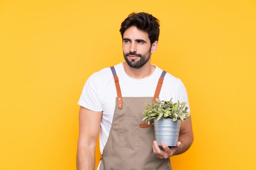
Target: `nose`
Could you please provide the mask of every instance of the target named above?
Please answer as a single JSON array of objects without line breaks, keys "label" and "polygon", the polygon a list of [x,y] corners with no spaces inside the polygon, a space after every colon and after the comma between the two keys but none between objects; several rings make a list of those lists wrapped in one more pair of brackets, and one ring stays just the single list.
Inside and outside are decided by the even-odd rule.
[{"label": "nose", "polygon": [[130,44],[130,51],[131,52],[136,52],[137,51],[137,45],[136,42],[133,42]]}]

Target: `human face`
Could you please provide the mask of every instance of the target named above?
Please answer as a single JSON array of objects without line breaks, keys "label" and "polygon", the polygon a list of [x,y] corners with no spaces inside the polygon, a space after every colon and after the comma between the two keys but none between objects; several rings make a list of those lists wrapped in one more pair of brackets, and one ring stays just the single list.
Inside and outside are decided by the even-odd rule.
[{"label": "human face", "polygon": [[124,60],[131,67],[142,67],[151,56],[151,44],[148,33],[131,26],[124,31],[123,37]]}]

--

◆ **Short exercise**
Please copy all of the material above with "mask" swapped for "outline" everywhere and nothing else changed, leaving out the pictures.

◆ **Solved exercise**
Target: `nose`
Could you please provide the outline of every instance of the target named above?
Please answer as a single JSON array of objects without line breaks, keys "label" and "polygon", the polygon a list of [x,y] corners with no spaces inside the polygon, a space after every colon and after the comma between the two keys but none between objects; several rings make a list of those lists wrapped in one more pair of brackets, and one ring stays just the single list.
Inside and outside are decided by the even-odd rule.
[{"label": "nose", "polygon": [[130,44],[130,51],[131,52],[136,52],[137,51],[137,45],[136,42],[133,42]]}]

Target: `human face`
Could you please provide the outline of every instance of the target named above?
Please answer as a single JSON array of objects without line breaks, keys "label" and "polygon", the polygon a list of [x,y] corners with no spaces inside the polygon, a space after every colon and after the comma between the two keys but none between objects; several rings make a list of those lists wrapped in one more pair of brackets, and one ring stays just the single list.
Inside and outside are decided by the even-odd rule.
[{"label": "human face", "polygon": [[124,60],[131,67],[142,67],[151,56],[151,44],[148,33],[131,26],[124,31],[123,37]]}]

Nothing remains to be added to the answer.